§ **Reading text**
*****

Integration and Summation Together !

Let $\displaystyle I(a,b)=\int_{0}^{\infty}\frac{\sin(ax)}{x(x^{2}+b)}dx$

So we have :-

$\displaystyle \frac{\partial I}{\partial a} = \int_{0}^{\infty}\frac{\cos(ax)}{x^{2}+b} dx$

$\displaystyle \frac{\partial^{2}I}{\partial a^{2}} = -\int_{0}^{\infty}\frac{x\sin(ax)}{x^{2}+b}dx= -\int_{0}^{\infty} \frac{\sin(ax)}{x}dx + b\int_{0}^{\infty}\frac{\sin(ax)}{x(x^{2}+b)} dx = -\frac{\pi}{2} + bI(a,b)$

Here I used the fact that $\displaystyle \int_{0}^{\infty}\frac{\sin(ax)}{x} = \frac{\pi}{2}$

So we have $\displaystyle (D^{2}-b)I = \frac{-\pi}{2}$ Here $\displaystyle D\equiv \frac{\partial}{\partial a}$ and $\displaystyle D^{2}\equiv \frac{\partial^{2}}{\partial a^{2}}$

Solving this ODE in a we get

$\displaystyle I(a,b) =C_{1}e^{a\sqrt{b}} + C_{2}e^{-a\sqrt{b}} +\frac{\pi}{2b}$ We have $I(0,b) = 0$

So $\displaystyle C_{1}+C_{2} + \frac{\pi}{2b} = 0$

Also $\displaystyle \frac{\partial I}{\partial a} = \sqrt{b}(C_{1}e^{a\sqrt{b}} -C_{2}e^{-a\sqrt{b}})$

Also $\displaystyle \frac{\partial I}{\partial a}$ at $(0,b)=$ $\displaystyle \int_{0}^{\infty}\frac{dx}{x^{2}+b} = \frac{\pi}{2\sqrt{b}}$ .

*****

§ **Instruction**
Continue the integral derivation above from its final line, carrying the solution forward in the same style.

Excerpts of location labeling data
*****

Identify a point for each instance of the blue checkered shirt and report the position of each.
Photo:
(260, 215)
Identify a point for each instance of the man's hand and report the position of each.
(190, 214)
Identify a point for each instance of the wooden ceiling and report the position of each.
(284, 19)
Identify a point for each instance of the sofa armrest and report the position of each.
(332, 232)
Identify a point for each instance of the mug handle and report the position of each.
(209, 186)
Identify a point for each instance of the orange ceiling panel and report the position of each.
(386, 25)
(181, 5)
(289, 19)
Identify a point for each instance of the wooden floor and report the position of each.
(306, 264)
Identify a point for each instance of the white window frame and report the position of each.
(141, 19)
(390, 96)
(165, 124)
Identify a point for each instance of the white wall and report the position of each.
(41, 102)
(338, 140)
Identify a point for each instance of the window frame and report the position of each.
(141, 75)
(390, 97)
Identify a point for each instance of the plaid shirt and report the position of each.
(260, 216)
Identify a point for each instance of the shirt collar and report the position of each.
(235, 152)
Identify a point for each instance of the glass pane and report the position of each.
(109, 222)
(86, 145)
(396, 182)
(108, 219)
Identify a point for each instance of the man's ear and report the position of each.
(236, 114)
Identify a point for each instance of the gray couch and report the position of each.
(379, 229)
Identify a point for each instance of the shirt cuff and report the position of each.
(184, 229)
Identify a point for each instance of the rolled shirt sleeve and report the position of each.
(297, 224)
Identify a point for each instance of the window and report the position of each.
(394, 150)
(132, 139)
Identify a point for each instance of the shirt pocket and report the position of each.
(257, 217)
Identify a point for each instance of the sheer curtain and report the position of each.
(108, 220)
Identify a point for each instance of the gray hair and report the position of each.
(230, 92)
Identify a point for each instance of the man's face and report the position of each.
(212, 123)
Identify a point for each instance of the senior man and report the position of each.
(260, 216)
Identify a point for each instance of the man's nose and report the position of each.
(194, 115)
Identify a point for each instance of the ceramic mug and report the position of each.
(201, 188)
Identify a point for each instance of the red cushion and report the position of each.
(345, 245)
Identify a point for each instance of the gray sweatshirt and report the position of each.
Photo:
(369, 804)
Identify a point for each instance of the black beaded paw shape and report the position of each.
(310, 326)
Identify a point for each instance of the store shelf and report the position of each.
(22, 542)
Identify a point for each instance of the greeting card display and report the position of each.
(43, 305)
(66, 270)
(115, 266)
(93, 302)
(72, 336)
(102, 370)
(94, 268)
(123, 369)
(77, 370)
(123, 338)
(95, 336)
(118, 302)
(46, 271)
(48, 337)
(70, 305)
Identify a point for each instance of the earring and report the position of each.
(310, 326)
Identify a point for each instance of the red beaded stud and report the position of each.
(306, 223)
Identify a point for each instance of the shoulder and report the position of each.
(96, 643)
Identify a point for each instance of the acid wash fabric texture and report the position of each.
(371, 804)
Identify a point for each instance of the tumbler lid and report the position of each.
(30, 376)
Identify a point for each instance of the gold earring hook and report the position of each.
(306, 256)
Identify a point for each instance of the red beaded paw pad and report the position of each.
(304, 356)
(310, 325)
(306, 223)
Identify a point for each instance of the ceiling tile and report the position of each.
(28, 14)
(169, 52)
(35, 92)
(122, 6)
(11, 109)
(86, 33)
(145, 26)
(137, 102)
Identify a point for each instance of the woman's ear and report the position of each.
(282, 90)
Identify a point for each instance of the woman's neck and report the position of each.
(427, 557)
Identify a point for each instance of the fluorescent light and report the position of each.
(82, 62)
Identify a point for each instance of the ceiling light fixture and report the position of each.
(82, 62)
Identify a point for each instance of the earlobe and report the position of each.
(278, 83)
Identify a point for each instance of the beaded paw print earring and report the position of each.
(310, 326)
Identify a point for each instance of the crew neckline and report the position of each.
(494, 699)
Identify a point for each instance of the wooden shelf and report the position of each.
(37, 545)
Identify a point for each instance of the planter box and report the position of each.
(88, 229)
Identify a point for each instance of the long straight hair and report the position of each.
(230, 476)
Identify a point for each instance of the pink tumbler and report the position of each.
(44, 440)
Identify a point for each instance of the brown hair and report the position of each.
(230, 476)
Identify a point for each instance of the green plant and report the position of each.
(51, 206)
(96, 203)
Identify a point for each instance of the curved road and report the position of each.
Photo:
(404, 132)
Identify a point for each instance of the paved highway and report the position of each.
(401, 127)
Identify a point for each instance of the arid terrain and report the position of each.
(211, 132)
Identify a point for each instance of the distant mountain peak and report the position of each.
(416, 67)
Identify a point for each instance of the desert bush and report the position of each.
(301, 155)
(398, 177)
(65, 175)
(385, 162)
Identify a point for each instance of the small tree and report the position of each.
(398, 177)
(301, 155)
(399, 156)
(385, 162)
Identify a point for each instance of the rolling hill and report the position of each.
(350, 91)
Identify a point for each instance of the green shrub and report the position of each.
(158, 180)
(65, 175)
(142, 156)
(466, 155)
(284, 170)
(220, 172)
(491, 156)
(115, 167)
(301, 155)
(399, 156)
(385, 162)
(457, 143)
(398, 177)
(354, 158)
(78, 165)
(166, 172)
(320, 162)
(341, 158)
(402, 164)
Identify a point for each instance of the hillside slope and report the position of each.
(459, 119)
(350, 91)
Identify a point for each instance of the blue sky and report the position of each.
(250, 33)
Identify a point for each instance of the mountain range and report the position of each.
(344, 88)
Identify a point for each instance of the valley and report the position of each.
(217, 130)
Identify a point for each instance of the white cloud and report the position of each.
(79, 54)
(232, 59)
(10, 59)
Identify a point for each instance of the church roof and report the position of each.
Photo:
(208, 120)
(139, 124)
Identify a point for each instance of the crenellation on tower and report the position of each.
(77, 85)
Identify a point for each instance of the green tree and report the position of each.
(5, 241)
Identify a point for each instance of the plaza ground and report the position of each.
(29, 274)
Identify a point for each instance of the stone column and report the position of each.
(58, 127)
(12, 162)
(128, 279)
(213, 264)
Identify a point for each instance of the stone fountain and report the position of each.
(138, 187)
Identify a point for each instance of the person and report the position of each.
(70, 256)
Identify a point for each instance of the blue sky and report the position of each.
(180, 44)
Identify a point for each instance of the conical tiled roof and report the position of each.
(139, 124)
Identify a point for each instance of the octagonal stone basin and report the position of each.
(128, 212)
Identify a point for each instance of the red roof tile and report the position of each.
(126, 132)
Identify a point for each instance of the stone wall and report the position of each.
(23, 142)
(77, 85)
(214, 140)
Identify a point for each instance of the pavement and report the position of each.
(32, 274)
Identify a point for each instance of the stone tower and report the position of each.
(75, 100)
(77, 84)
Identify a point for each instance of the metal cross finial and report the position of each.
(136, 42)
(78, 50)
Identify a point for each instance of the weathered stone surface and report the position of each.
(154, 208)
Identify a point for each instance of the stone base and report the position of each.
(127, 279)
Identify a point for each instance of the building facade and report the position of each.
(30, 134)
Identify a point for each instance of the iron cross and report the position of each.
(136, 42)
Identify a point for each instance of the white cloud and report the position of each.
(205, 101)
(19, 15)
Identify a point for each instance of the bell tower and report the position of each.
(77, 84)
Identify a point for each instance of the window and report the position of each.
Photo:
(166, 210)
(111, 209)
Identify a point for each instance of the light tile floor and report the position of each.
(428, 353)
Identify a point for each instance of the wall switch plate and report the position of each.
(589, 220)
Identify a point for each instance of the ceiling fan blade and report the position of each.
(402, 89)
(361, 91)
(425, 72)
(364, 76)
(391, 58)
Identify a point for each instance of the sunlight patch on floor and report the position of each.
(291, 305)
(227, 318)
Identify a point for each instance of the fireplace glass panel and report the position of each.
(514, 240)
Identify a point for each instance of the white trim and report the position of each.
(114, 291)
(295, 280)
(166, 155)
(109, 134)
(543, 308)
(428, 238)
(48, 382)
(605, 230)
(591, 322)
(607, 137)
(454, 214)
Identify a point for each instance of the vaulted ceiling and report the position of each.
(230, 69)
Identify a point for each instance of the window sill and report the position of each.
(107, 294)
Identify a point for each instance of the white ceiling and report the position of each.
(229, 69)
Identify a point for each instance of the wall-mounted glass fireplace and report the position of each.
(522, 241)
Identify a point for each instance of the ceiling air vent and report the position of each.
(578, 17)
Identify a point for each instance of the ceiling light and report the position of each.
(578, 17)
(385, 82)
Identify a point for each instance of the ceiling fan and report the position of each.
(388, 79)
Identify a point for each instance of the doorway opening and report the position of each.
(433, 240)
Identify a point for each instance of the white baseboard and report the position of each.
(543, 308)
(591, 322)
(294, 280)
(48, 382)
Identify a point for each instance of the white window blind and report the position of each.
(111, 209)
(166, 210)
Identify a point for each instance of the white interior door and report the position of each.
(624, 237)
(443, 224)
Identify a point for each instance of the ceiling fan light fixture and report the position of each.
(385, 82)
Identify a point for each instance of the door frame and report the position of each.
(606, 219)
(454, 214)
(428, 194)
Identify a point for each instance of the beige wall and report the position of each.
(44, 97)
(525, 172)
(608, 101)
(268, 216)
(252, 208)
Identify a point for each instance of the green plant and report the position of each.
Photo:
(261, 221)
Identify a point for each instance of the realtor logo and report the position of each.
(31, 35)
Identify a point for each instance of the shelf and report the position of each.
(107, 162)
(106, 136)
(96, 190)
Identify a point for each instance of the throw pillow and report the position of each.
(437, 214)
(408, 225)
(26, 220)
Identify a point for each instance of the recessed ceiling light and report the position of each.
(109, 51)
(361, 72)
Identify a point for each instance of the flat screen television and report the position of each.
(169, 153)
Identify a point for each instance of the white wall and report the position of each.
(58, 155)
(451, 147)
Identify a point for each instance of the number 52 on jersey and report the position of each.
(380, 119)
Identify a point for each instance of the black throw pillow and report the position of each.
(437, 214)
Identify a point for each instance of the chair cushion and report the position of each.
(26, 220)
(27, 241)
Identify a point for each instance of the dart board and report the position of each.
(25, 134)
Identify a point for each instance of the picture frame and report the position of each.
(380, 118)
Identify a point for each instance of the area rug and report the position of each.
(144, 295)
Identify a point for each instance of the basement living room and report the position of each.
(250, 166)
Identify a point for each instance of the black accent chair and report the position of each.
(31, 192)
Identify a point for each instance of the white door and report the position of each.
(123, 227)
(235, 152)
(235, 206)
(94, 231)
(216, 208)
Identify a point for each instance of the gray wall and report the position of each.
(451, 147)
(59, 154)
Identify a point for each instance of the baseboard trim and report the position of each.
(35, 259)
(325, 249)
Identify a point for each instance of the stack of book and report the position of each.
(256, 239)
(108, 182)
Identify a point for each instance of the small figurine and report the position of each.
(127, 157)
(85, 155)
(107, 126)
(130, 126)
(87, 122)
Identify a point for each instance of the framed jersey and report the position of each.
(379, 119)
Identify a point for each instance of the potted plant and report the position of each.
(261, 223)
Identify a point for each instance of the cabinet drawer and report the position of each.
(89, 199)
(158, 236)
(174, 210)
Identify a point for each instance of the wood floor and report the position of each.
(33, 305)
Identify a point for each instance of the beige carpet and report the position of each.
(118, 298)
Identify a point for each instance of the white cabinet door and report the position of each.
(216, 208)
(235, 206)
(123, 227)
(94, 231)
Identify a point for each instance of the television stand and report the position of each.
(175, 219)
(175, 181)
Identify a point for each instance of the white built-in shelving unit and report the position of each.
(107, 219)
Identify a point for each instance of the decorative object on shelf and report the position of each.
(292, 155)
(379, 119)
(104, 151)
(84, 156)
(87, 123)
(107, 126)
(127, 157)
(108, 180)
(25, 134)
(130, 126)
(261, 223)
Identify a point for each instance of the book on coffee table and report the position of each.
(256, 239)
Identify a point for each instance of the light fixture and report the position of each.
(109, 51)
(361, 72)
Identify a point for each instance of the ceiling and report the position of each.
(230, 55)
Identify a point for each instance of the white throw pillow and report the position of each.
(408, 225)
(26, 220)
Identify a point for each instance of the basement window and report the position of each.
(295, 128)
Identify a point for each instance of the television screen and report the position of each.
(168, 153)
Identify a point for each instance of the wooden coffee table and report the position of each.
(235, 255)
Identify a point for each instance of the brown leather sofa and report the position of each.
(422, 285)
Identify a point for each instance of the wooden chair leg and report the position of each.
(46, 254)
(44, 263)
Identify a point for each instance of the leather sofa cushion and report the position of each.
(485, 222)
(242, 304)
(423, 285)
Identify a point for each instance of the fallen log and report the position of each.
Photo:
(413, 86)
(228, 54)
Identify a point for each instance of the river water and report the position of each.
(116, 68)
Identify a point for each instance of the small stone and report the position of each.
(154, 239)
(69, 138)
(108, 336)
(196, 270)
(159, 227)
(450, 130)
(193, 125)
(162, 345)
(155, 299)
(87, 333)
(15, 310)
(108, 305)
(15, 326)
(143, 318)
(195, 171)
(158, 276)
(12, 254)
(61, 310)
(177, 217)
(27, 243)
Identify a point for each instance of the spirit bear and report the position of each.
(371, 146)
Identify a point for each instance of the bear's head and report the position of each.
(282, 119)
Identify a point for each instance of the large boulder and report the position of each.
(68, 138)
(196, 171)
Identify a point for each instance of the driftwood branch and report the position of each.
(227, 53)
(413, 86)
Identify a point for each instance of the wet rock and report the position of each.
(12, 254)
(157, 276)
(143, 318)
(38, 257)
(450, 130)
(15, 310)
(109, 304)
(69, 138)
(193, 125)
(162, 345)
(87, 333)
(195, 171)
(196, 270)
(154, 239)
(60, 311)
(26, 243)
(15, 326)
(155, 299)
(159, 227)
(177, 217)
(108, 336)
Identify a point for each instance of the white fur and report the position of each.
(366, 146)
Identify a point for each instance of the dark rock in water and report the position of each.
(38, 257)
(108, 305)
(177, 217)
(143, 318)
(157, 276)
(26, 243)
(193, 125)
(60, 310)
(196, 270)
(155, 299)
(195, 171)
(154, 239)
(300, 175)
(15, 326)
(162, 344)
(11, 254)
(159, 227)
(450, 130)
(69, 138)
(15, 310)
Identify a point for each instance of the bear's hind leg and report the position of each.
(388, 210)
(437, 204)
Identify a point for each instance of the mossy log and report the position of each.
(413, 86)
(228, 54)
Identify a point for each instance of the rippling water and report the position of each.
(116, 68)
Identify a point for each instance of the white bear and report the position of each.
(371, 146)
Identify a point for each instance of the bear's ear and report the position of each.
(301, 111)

*****

§ **Expected output**
So we get $\displaystyle C_{1}=0$ and $\displaystyle C_{2} = \frac{-\pi}{2b}$

So $\displaystyle I(a,b) = \frac{-\pi}{2b}e^{-a\sqrt{b}} + \frac{\pi}{2b}$

$\displaystyle \frac{\partial I}{\partial a } = \frac{\pi}{2\sqrt{b}}e^{-a\sqrt{b}}$

$\displaystyle \frac{\partial^{2} I}{\partial b \partial a} = \frac{-\pi}{4}\left(\frac{ae^{-a\sqrt{b}}}{b} +\frac{e^{-a\sqrt{b}}}{b\sqrt{b}}\right)$

From the Definition of $I(a,b)$ we have

$\displaystyle \frac{\partial^{2} I}{\partial b \partial a} = \int_{0}^{\infty} \frac{-\cos(ax)}{(x^{2}+b)^{2}}dx$

We know $\displaystyle \int_{-\infty}^{\infty} \frac{\cos(nx)}{(x^{2}+1)^{2}} dx = 2\int_{0}^{\infty}\frac{\cos(nx)}{(x^{2}+1)^{2}}dx$

So what we need is $\displaystyle -2\frac{\partial^{2} I}{\partial b \partial a}$ at the point $(n,1)$ .

So Using the expression above we have $\displaystyle I_{n} = \frac{\pi}{2}(n+1)e^{-n}$ .

We know $\displaystyle \frac{1}{1-x} = \sum_{n=0}^{\infty}x^{n}$ for $-1<x<1$

Hence $\displaystyle \frac{x}{1-x} = \sum_{n=0}^{\infty}x^{n+1}$

Differentiating term by term once on both sides (possible due to uniform convergence)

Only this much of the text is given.